**TO DO**
All of the material below is to be returned exactly.

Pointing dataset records
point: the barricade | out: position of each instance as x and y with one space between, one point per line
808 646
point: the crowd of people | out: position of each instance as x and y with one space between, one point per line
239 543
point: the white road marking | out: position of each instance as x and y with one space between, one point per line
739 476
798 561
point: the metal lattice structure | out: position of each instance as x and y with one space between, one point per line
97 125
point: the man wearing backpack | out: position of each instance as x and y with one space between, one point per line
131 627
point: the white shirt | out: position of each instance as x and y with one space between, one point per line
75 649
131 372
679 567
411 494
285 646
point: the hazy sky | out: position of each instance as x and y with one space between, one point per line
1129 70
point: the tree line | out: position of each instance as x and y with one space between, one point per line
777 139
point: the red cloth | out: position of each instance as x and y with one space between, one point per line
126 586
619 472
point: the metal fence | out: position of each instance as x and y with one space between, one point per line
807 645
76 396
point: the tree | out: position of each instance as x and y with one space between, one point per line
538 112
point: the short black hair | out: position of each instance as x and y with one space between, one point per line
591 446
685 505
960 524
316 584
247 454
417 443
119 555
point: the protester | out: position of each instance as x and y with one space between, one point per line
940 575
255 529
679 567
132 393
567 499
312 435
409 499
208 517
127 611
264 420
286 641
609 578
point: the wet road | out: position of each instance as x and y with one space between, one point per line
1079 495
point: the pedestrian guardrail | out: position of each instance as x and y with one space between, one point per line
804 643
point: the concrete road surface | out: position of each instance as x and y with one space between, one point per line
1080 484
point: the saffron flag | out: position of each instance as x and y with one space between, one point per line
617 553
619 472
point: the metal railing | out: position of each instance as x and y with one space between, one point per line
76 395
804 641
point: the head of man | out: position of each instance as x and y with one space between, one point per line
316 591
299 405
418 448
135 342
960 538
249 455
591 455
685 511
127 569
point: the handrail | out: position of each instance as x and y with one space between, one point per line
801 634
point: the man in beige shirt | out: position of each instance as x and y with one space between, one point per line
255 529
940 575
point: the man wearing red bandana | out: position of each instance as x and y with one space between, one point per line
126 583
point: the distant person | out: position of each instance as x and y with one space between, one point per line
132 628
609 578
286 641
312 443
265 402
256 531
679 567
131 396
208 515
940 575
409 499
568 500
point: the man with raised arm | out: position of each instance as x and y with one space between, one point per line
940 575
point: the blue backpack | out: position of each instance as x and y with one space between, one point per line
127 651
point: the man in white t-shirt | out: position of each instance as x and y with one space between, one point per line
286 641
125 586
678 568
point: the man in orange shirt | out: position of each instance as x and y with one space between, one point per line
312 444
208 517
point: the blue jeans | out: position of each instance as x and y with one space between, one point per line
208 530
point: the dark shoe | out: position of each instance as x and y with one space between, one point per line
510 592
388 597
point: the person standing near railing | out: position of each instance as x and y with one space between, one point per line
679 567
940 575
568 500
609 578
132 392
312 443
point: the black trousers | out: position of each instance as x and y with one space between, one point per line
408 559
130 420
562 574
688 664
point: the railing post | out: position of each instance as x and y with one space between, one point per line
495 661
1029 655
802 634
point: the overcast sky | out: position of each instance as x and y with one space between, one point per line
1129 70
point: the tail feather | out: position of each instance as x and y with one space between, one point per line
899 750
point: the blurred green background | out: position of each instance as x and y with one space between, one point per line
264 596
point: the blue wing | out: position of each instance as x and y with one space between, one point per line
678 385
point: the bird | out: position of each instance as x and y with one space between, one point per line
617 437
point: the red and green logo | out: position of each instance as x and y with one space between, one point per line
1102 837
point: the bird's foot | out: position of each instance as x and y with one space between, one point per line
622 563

**THE ANSWER**
point: the barricade | out: position of each instance as x and y with one space between, one point per line
808 646
point: the crowd of people | out: position of each instance as x and y with one space between, one point per line
239 543
point: the white road marking | out: position of each instance as x and y with one space between, one point per line
739 476
798 561
point: the metal lattice structure | out: position of each instance as x and y with one space between, one point per line
97 125
point: the man wearing backpack | out: position of each instance as x and y with one space between, one point per line
131 627
point: the white shirt | out: position of each instance as x and y with one space between, one point per line
75 649
131 372
679 567
411 494
285 646
point: the hazy sky | out: position of each instance as x and y with one space between, one point per line
1129 70
point: the tree line | out: position of each instance as x and y with one space between, one point per line
777 139
point: the red cloth | out: position of each instance as x and y with one space between, one point per line
126 586
619 472
point: the metal fence | out: position of each instance as x and y with one space between, one point per line
807 645
76 396
point: the tree | out: position of each instance as x and y with one space between, one point per line
538 112
point: the short black hair | out: position of each instance as x and y with one space between, one point per line
591 446
685 505
960 524
316 584
247 454
417 443
119 555
point: the protester | out: position of each instance as x and y with one space between, one point per line
940 575
255 529
679 567
132 393
567 499
312 435
409 499
208 517
127 611
264 420
286 641
609 578
point: the wet road | out: position of each instance as x and y with one space between, one point per line
1079 495
point: the pedestrian guardrail | out: position of each instance as x and y with one space between, one point per line
804 643
point: the concrete road surface | out: position of each instance as x and y with one space between, one point per line
1080 484
point: the saffron flag | out: position of each instance as x and y with one space between, one point per line
617 553
619 472
point: the metal railing | out: position of each instance as x and y with one space between, one point per line
76 395
804 641
point: the head of man | out: position of each instance as x and y with one space between, one point per line
316 591
299 405
418 448
135 342
960 538
249 455
591 455
685 511
127 569
point: the handrail | out: position of each instance as x and y with one space between, one point per line
801 634
point: the man in beige shirt | out: position of each instance as x and y with one space between, one point per line
255 529
940 575
point: the man wearing red bandana | out: position of each instance as x and y with one space between, one point per line
126 583
point: the distant person | out: position of each instance as x and y with one space between, one point per line
132 628
609 578
286 641
312 443
265 402
256 531
679 567
131 396
208 515
940 575
409 499
568 500
point: the man with raised arm | out: position of each instance as x and y with one space between, one point per line
940 575
point: the blue backpack | out: position of each instance as x and y with one space between, one point per line
127 651
point: the man in white t-shirt | out: position of each instance as x and y with one space between, one point per line
286 641
125 586
678 568
point: the man in orange shirt | out: position of each instance as x and y with one space between, one point per line
312 444
208 517
point: the blue jeans | out: position of each instance as x and y with one space between, one point per line
208 530
point: the dark shoe | out: position of each instance as x and y with one space between, one point per line
510 592
388 597
point: the person standing near railing | out: position of each instance as x and y with one space between, one point per line
679 567
940 575
568 500
609 578
132 392
312 443
point: the black trousers | out: position of each instance as x and y with one space between, one point per line
408 559
130 420
562 574
688 664
point: the railing post | out: position of each instance as x and y with one space between, one point per line
495 661
1029 655
802 634
point: the overcast sky | out: position of each instance as x and y with one space between, one point per line
1129 70
point: the tail feather | out: position of each instance as x and y with one space between, one point per line
899 750
point: the blurred green background | out: position of each instance as x and y with one space between, one point per line
264 596
point: the blue wing | out: position of each instance as x and y with one space between, one point per line
678 385
point: the bird | out: position of each instance as x and y with one space between, one point per line
617 437
point: the red and green logo | out: position of each instance as x and y with one space between, one point per line
1102 837
point: the bird's foot | out: position of each instance as x and y with one space between, one point per line
622 563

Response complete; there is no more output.